**EXTRACTED RECORDS:**
<<<<
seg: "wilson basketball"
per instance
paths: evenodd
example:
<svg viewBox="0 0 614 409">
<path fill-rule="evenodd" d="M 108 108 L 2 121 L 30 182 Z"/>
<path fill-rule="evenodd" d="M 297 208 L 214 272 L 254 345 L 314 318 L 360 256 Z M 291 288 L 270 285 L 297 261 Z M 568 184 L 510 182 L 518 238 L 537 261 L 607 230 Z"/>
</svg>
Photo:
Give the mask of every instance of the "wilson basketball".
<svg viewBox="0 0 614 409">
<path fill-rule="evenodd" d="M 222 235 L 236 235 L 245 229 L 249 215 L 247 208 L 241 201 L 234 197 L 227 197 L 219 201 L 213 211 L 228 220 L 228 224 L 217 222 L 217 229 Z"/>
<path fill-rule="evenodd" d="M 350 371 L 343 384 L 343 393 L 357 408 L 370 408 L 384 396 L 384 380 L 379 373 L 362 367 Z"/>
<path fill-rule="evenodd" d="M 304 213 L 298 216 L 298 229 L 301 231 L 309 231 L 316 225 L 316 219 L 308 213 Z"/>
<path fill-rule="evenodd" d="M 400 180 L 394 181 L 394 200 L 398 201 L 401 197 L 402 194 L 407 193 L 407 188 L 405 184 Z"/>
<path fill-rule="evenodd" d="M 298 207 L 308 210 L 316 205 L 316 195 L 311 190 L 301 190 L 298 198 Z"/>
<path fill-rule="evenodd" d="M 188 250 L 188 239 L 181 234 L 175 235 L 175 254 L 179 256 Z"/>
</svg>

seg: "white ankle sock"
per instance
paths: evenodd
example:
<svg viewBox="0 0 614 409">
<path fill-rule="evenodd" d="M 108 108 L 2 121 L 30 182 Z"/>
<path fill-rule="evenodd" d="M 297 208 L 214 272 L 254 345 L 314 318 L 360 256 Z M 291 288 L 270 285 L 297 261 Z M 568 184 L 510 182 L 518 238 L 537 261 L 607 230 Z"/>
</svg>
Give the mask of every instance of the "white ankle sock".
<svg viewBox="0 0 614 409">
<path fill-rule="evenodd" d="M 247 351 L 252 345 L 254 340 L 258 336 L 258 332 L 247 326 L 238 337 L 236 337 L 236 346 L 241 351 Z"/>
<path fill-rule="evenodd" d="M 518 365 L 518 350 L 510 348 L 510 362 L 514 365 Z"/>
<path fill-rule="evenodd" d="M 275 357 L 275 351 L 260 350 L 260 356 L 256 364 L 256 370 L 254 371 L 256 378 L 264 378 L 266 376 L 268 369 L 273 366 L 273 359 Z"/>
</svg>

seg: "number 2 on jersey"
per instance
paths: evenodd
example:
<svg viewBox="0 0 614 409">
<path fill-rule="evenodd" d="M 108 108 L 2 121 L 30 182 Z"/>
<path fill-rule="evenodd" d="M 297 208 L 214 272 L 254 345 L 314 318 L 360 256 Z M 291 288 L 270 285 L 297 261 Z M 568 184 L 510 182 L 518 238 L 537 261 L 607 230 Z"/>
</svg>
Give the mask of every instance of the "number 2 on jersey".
>>>>
**TO BE DONE:**
Copy out all of the rows above word for word, with nothing changed or left out.

**WRITTEN ANSWER:**
seg: "wilson basketball"
per instance
paths: evenodd
example:
<svg viewBox="0 0 614 409">
<path fill-rule="evenodd" d="M 108 108 L 2 121 L 30 182 Z"/>
<path fill-rule="evenodd" d="M 297 208 L 214 272 L 254 345 L 314 318 L 360 256 Z M 291 288 L 270 285 L 297 261 Z M 568 184 L 510 182 L 518 238 L 537 261 L 607 230 Z"/>
</svg>
Photo:
Give the mask of every instance of the "wilson basketball".
<svg viewBox="0 0 614 409">
<path fill-rule="evenodd" d="M 222 235 L 236 235 L 245 229 L 249 215 L 247 208 L 241 201 L 234 197 L 227 197 L 219 201 L 213 211 L 228 220 L 228 224 L 217 222 L 217 229 Z"/>
<path fill-rule="evenodd" d="M 350 371 L 343 384 L 343 393 L 357 408 L 370 408 L 384 396 L 384 380 L 379 373 L 362 367 Z"/>
<path fill-rule="evenodd" d="M 304 213 L 298 216 L 298 229 L 301 231 L 309 231 L 316 225 L 316 219 L 308 213 Z"/>
<path fill-rule="evenodd" d="M 400 180 L 394 181 L 394 200 L 398 201 L 401 197 L 402 194 L 407 193 L 407 188 L 405 184 Z"/>
<path fill-rule="evenodd" d="M 298 207 L 308 210 L 316 205 L 316 195 L 311 190 L 301 190 L 298 198 Z"/>
<path fill-rule="evenodd" d="M 188 250 L 188 239 L 181 234 L 175 235 L 175 254 L 179 256 Z"/>
</svg>

seg: "white ankle sock"
per instance
paths: evenodd
example:
<svg viewBox="0 0 614 409">
<path fill-rule="evenodd" d="M 108 108 L 2 121 L 30 182 Z"/>
<path fill-rule="evenodd" d="M 297 208 L 214 272 L 254 345 L 314 318 L 360 256 Z M 291 288 L 270 285 L 297 261 Z M 568 184 L 510 182 L 518 238 L 537 261 L 607 230 Z"/>
</svg>
Give the mask of every instance of the "white ankle sock".
<svg viewBox="0 0 614 409">
<path fill-rule="evenodd" d="M 247 351 L 252 345 L 254 340 L 258 336 L 258 332 L 247 326 L 238 337 L 236 337 L 236 346 L 241 351 Z"/>
<path fill-rule="evenodd" d="M 518 365 L 518 350 L 510 348 L 510 362 L 514 365 Z"/>
<path fill-rule="evenodd" d="M 275 357 L 275 351 L 260 350 L 260 356 L 256 364 L 256 370 L 254 371 L 256 378 L 264 378 L 266 376 L 268 369 L 273 366 L 273 359 Z"/>
</svg>

seg: "number 2 on jersey"
per instance
paths: evenodd
example:
<svg viewBox="0 0 614 409">
<path fill-rule="evenodd" d="M 108 108 L 2 121 L 30 182 Z"/>
<path fill-rule="evenodd" d="M 297 208 L 214 272 L 254 345 L 314 318 L 360 256 Z M 291 288 L 270 285 L 297 261 Z M 568 184 L 510 182 L 518 238 L 537 261 L 607 230 Z"/>
</svg>
Give the mask of every instance of the "number 2 on jersey".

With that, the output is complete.